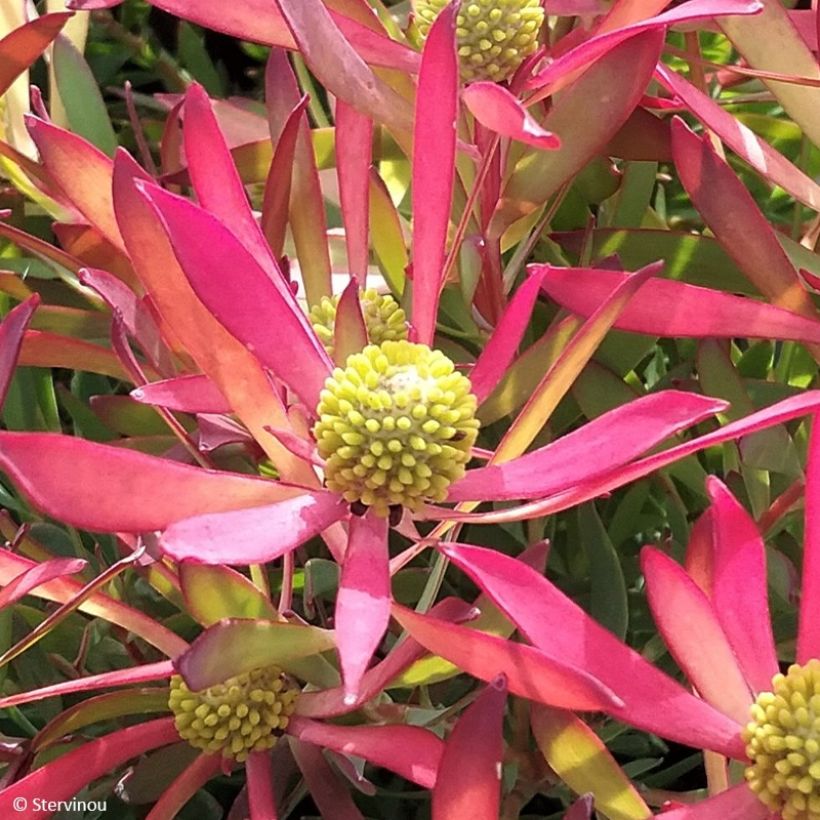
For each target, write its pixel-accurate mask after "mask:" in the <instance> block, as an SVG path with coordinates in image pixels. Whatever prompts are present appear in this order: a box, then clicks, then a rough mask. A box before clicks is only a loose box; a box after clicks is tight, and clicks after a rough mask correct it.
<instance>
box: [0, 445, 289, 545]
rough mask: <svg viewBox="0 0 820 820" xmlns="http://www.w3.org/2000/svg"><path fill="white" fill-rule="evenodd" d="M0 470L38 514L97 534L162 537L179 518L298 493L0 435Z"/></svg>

...

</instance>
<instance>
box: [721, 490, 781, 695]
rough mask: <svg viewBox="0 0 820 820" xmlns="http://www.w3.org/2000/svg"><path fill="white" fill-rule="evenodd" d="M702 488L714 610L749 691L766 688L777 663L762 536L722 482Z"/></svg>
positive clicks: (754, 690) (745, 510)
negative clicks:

...

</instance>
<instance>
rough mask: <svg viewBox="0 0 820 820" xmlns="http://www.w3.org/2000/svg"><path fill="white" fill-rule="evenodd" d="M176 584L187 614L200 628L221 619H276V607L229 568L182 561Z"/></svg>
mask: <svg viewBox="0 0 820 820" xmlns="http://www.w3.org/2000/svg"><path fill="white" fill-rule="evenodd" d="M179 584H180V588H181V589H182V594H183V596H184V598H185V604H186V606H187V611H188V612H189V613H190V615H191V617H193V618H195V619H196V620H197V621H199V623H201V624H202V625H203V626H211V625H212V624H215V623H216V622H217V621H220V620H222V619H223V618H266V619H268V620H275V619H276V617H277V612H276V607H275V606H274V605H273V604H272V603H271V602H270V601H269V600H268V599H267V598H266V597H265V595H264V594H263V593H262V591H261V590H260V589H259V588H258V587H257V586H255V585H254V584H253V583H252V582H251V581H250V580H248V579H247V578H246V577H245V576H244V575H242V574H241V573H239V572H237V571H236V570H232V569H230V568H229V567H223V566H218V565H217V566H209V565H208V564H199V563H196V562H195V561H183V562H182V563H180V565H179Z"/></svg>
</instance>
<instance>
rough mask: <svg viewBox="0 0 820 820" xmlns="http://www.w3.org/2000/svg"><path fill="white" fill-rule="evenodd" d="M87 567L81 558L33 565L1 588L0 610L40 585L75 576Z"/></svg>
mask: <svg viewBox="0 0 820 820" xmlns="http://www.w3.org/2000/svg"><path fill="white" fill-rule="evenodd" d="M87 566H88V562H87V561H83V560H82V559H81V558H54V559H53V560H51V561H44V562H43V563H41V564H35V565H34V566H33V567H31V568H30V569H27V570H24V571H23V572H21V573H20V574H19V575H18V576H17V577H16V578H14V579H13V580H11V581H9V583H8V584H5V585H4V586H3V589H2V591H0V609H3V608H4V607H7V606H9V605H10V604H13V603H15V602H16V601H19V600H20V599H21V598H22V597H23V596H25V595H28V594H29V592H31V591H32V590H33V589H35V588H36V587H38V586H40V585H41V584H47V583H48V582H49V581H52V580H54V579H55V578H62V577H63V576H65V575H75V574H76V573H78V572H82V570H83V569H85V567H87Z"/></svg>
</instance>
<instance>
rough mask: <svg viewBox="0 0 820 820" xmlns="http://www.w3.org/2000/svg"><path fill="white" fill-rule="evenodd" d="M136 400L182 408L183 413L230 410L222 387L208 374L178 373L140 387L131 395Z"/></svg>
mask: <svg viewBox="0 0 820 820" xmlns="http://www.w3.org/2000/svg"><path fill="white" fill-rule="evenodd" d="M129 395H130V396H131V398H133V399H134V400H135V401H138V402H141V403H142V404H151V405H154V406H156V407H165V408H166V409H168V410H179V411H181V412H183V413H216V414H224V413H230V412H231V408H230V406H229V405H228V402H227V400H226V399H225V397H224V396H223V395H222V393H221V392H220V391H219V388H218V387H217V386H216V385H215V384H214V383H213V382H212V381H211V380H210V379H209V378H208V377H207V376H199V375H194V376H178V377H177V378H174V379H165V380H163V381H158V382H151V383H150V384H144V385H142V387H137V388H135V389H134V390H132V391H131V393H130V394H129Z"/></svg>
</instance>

■ Work instructions
Write out the lines between the line holding "For each target, write" and the line holding "470L38 514L97 534L162", both included, with every character unchanged.

■ Written response
For each target, write its pixel-accurate mask after "mask:" in the <instance> block, as an SVG path with coordinates in image pixels. Whatever prompts are present appear in this order: a box, then clicks, then a rough mask. A box before clicks is only a loose box; a box after clicks is tight, and clicks after a rough mask correct it.
<instance>
box: [0, 445, 289, 545]
rough mask: <svg viewBox="0 0 820 820" xmlns="http://www.w3.org/2000/svg"><path fill="white" fill-rule="evenodd" d="M0 470L38 514L97 534L162 537L179 518L298 493L0 435Z"/></svg>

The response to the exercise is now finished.